- Set problem
Reproduce the entries below verbatim, from the line with "Locate the ear;" up to and including the line with "pixel 194 140". Leave the pictures out of your answer.
[begin Excerpted data]
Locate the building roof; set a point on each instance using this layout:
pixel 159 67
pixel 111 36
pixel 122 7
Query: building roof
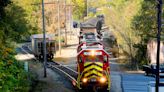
pixel 41 36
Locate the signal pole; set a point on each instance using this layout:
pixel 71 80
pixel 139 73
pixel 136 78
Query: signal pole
pixel 159 14
pixel 44 41
pixel 59 33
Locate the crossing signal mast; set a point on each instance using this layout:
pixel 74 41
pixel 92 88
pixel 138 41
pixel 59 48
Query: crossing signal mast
pixel 159 14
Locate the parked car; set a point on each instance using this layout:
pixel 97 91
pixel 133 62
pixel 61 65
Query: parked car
pixel 151 69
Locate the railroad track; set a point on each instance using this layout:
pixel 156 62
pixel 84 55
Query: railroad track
pixel 68 72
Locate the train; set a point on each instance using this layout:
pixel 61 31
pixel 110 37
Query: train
pixel 37 46
pixel 93 65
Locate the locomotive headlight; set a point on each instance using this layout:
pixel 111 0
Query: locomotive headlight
pixel 92 52
pixel 103 79
pixel 84 80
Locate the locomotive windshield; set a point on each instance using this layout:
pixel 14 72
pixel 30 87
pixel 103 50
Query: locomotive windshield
pixel 93 58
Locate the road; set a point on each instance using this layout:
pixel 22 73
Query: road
pixel 55 81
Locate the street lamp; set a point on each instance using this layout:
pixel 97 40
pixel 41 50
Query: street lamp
pixel 44 40
pixel 159 6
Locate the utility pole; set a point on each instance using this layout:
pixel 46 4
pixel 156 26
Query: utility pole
pixel 44 41
pixel 70 28
pixel 59 33
pixel 87 7
pixel 65 22
pixel 159 14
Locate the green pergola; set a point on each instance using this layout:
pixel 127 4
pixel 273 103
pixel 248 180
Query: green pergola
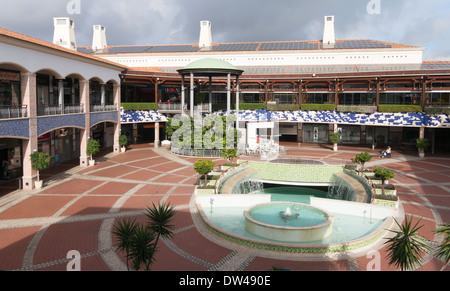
pixel 209 67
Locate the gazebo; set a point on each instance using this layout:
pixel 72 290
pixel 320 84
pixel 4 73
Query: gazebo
pixel 209 67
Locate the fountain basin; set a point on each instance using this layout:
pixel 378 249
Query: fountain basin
pixel 301 223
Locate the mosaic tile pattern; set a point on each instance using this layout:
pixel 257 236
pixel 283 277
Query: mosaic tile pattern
pixel 128 116
pixel 97 118
pixel 49 123
pixel 15 128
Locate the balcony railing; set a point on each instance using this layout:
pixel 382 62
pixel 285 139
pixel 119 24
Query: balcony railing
pixel 44 110
pixel 103 107
pixel 13 111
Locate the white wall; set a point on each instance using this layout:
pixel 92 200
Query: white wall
pixel 34 61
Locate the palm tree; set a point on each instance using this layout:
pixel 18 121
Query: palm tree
pixel 160 220
pixel 142 247
pixel 123 231
pixel 443 251
pixel 405 247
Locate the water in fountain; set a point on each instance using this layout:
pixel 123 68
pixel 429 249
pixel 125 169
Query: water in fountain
pixel 341 189
pixel 248 185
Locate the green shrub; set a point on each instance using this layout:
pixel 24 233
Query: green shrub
pixel 283 107
pixel 422 143
pixel 93 147
pixel 40 161
pixel 318 107
pixel 251 106
pixel 140 106
pixel 335 137
pixel 437 110
pixel 123 140
pixel 204 167
pixel 399 108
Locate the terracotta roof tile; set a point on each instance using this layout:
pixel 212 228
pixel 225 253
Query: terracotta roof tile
pixel 29 39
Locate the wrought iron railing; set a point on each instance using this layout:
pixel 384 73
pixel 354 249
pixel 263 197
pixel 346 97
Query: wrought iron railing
pixel 103 107
pixel 13 111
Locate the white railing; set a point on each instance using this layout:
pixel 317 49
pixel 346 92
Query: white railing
pixel 13 111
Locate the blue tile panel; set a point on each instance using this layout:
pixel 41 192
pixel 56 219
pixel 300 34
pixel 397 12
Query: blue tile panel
pixel 49 123
pixel 143 116
pixel 110 116
pixel 378 119
pixel 15 128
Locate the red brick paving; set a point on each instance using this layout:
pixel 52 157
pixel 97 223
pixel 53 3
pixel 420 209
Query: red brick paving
pixel 74 186
pixel 141 202
pixel 113 188
pixel 90 205
pixel 36 206
pixel 59 238
pixel 13 244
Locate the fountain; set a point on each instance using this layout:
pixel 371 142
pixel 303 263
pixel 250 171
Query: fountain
pixel 278 222
pixel 340 189
pixel 288 215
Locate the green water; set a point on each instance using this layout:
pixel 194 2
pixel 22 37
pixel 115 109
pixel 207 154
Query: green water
pixel 301 216
pixel 293 194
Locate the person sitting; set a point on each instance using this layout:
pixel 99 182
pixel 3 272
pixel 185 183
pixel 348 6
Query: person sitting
pixel 388 152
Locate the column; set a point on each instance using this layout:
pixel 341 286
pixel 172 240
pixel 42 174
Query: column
pixel 210 94
pixel 28 88
pixel 117 126
pixel 192 96
pixel 157 135
pixel 237 102
pixel 228 93
pixel 103 95
pixel 85 133
pixel 183 96
pixel 61 95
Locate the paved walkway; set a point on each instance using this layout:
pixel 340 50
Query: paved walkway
pixel 78 207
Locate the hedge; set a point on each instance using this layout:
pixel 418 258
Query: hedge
pixel 399 108
pixel 318 107
pixel 140 106
pixel 437 110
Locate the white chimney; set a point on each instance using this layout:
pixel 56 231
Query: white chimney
pixel 64 33
pixel 329 38
pixel 99 44
pixel 205 41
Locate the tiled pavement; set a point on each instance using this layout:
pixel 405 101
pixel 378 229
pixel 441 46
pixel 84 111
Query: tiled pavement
pixel 78 207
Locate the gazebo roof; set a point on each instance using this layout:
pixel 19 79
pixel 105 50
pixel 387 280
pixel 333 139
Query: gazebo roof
pixel 210 67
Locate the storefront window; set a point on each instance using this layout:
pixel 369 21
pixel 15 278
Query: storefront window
pixel 400 98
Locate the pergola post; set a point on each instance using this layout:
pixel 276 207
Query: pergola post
pixel 183 95
pixel 192 96
pixel 228 93
pixel 210 94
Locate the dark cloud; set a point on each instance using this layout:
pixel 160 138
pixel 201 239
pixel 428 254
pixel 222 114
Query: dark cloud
pixel 415 22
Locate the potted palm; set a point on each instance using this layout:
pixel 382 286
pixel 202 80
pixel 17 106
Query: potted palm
pixel 422 144
pixel 123 141
pixel 39 161
pixel 335 138
pixel 93 148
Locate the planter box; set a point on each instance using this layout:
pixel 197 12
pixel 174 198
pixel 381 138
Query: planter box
pixel 387 203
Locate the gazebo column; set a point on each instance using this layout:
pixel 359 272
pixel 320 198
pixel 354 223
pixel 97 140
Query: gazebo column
pixel 183 95
pixel 192 96
pixel 237 102
pixel 210 94
pixel 228 93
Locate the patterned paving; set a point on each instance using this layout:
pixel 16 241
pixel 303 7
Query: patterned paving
pixel 78 207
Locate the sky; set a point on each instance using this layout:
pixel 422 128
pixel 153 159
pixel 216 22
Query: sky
pixel 147 22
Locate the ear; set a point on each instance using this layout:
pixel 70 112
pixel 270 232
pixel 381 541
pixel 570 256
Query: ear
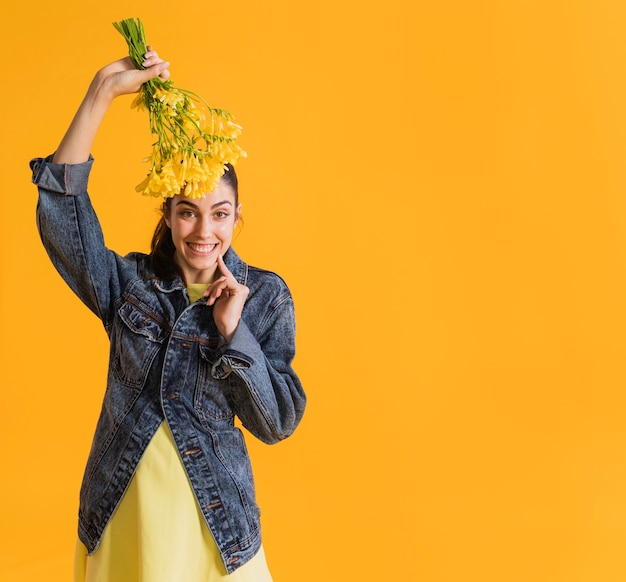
pixel 237 215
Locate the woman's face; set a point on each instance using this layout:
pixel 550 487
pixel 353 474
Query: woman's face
pixel 202 229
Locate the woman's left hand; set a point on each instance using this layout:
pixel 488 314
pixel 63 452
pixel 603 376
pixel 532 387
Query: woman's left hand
pixel 228 298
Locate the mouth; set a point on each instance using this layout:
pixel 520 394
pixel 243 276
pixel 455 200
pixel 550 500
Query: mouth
pixel 201 249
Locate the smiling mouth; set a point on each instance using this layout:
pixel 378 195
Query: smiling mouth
pixel 202 249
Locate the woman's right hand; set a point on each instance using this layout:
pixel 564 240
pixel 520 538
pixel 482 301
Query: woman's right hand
pixel 118 78
pixel 121 77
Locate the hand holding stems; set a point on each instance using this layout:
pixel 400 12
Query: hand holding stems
pixel 118 78
pixel 227 297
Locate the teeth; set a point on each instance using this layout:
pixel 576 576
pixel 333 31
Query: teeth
pixel 201 248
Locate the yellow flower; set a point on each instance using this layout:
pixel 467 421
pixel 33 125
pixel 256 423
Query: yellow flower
pixel 194 140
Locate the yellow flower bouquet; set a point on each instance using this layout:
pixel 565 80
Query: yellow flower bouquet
pixel 194 141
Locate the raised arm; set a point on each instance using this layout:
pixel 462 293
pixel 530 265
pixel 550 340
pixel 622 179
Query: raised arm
pixel 118 78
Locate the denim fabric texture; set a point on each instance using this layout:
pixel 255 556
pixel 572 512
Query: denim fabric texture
pixel 169 363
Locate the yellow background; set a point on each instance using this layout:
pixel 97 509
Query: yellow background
pixel 442 184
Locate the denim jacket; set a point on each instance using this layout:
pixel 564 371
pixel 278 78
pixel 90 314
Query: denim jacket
pixel 169 363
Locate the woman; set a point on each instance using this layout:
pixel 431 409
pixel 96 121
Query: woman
pixel 197 337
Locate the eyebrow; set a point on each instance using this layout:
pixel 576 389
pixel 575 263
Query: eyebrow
pixel 188 203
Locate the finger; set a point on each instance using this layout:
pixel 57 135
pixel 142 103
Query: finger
pixel 222 266
pixel 160 69
pixel 215 290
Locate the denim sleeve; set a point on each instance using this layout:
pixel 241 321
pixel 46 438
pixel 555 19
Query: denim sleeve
pixel 71 234
pixel 268 395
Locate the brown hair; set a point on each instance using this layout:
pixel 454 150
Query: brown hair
pixel 162 247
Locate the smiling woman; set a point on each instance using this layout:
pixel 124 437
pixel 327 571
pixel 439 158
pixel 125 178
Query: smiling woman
pixel 197 339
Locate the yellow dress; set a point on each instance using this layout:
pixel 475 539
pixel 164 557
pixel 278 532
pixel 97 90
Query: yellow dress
pixel 158 533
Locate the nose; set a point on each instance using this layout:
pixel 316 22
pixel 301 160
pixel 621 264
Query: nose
pixel 204 227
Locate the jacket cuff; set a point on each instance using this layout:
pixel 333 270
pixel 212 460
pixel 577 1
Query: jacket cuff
pixel 69 179
pixel 240 353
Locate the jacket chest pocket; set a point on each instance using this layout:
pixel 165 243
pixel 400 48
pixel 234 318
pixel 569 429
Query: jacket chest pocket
pixel 211 397
pixel 138 340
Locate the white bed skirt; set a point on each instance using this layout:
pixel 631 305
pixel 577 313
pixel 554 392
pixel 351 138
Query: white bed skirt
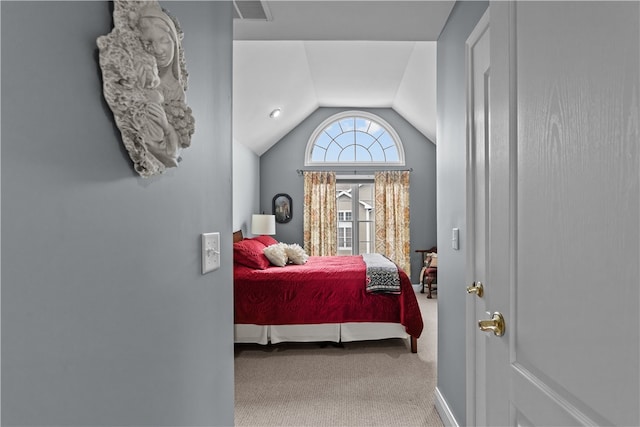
pixel 335 332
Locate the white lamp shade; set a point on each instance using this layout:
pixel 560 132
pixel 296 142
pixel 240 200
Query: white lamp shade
pixel 263 224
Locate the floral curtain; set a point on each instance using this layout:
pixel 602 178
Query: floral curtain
pixel 392 217
pixel 320 219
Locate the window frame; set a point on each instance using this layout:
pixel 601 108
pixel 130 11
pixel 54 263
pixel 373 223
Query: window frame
pixel 308 161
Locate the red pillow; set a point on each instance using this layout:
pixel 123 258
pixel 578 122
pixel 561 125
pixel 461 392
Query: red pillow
pixel 266 240
pixel 249 252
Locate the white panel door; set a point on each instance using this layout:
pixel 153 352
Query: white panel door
pixel 478 204
pixel 562 223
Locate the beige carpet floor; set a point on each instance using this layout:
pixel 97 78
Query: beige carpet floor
pixel 372 383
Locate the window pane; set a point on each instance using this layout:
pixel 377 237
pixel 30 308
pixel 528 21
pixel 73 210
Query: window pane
pixel 347 155
pixel 323 140
pixel 333 153
pixel 377 153
pixel 386 140
pixel 318 154
pixel 355 139
pixel 392 154
pixel 333 129
pixel 364 139
pixel 366 236
pixel 362 125
pixel 347 124
pixel 362 154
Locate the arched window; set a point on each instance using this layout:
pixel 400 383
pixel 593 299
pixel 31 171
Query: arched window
pixel 354 138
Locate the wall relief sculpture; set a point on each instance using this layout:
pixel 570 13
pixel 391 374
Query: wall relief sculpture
pixel 144 81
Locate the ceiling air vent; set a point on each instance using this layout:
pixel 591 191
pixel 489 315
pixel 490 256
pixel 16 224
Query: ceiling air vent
pixel 256 10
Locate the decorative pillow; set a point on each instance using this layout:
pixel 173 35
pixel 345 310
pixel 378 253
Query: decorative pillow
pixel 296 254
pixel 434 259
pixel 277 254
pixel 249 252
pixel 266 240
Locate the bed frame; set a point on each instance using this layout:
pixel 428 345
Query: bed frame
pixel 263 334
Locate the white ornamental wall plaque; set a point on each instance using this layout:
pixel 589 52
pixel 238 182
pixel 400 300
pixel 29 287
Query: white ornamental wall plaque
pixel 144 82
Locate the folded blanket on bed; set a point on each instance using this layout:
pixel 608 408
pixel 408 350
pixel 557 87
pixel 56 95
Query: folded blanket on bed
pixel 382 274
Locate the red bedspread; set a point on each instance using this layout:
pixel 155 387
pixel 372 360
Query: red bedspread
pixel 327 289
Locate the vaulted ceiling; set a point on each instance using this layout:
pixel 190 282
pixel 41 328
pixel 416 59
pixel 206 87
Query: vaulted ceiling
pixel 302 55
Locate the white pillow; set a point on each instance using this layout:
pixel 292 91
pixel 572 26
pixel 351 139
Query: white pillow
pixel 276 254
pixel 296 253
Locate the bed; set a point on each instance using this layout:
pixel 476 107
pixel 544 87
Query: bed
pixel 321 299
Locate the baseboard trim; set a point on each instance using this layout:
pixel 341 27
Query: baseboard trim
pixel 447 417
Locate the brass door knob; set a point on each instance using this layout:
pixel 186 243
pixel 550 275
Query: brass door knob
pixel 476 288
pixel 495 324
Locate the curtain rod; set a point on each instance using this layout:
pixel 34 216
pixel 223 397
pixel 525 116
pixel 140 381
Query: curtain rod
pixel 355 172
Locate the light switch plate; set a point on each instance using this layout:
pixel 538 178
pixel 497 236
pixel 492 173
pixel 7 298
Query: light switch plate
pixel 210 252
pixel 455 238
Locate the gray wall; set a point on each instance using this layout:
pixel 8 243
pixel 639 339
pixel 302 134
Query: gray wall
pixel 246 187
pixel 278 175
pixel 451 137
pixel 106 319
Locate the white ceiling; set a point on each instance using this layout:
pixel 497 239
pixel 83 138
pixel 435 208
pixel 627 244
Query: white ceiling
pixel 328 53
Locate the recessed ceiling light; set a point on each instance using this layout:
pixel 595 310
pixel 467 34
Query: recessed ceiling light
pixel 275 113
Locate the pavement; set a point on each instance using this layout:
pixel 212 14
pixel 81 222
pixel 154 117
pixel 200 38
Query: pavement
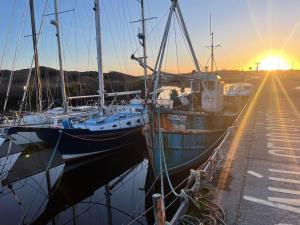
pixel 259 182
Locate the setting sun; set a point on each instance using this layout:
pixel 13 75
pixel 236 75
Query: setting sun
pixel 274 63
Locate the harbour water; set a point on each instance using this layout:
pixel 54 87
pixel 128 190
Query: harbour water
pixel 100 190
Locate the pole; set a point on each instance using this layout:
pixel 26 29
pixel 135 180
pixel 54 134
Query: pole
pixel 212 58
pixel 61 71
pixel 39 95
pixel 159 209
pixel 186 34
pixel 144 47
pixel 99 52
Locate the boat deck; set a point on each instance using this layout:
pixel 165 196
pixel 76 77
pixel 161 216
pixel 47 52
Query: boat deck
pixel 260 180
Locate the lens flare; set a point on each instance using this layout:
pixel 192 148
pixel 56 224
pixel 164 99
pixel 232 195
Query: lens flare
pixel 274 63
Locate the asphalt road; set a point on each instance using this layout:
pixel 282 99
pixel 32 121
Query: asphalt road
pixel 260 181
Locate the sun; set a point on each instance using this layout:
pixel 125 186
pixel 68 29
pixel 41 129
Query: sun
pixel 274 63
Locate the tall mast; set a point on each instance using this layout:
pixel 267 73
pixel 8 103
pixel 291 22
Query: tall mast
pixel 99 52
pixel 61 71
pixel 36 60
pixel 211 46
pixel 144 46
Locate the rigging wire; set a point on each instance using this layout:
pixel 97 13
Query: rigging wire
pixel 176 48
pixel 9 29
pixel 15 56
pixel 185 41
pixel 30 70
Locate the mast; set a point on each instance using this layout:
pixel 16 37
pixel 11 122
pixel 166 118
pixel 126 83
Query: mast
pixel 36 60
pixel 173 9
pixel 99 53
pixel 61 71
pixel 212 46
pixel 144 46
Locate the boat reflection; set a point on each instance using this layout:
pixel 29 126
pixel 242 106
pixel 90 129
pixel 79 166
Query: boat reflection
pixel 83 183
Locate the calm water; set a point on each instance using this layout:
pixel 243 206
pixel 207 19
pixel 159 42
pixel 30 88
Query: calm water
pixel 104 190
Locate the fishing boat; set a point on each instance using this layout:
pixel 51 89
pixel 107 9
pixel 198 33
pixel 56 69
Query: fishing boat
pixel 183 137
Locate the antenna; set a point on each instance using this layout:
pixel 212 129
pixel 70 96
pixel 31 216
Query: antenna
pixel 212 46
pixel 142 39
pixel 257 66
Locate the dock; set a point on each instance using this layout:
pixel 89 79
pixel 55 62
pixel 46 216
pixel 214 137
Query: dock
pixel 259 182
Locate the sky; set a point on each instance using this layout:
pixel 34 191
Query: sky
pixel 248 31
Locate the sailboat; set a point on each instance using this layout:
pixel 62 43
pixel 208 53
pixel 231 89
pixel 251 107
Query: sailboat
pixel 104 132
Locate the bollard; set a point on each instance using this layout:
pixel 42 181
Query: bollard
pixel 159 209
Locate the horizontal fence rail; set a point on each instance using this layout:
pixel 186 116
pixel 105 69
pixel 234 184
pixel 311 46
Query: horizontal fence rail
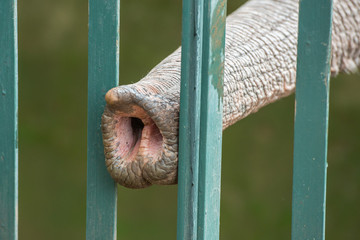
pixel 103 74
pixel 8 121
pixel 311 120
pixel 203 55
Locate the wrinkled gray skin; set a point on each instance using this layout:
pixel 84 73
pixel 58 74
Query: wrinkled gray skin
pixel 140 122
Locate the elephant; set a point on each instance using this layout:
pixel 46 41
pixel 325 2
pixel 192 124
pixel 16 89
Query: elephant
pixel 140 121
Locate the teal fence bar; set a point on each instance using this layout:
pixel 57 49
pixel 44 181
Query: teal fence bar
pixel 103 74
pixel 8 120
pixel 311 120
pixel 202 67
[end Excerpted data]
- Response for this exercise
Locate the ear; set a point on each instance using this layout:
pixel 70 112
pixel 270 232
pixel 381 541
pixel 570 256
Query: ear
pixel 237 215
Locate the woman's face; set a point on each instance using this layout:
pixel 550 487
pixel 353 474
Query: woman's face
pixel 202 229
Locate the woman's left hand; set a point on each instance using this layout:
pixel 488 314
pixel 63 452
pixel 603 376
pixel 532 387
Query: woman's left hand
pixel 228 298
Locate the mouth; set a point on each instance using this layout:
pixel 520 394
pixel 243 276
pixel 455 200
pixel 550 500
Query: mouth
pixel 201 249
Locate the smiling mouth; set a point on each instance using this layout:
pixel 378 195
Query: smiling mouth
pixel 202 249
Locate the woman's right hand; set a point on each instance using this layout:
pixel 564 240
pixel 520 538
pixel 482 301
Query: woman's right hand
pixel 118 78
pixel 121 77
Locate the hand holding stems; set a point on each instance using this layout:
pixel 400 12
Query: hand holding stems
pixel 118 78
pixel 227 297
Locate the teeth; set a point on each instance using this layout:
pixel 576 576
pixel 333 31
Query: teeth
pixel 201 248
Locate the yellow flower; set a point on each instance using this layout:
pixel 467 421
pixel 33 125
pixel 256 423
Query: yellow flower
pixel 194 140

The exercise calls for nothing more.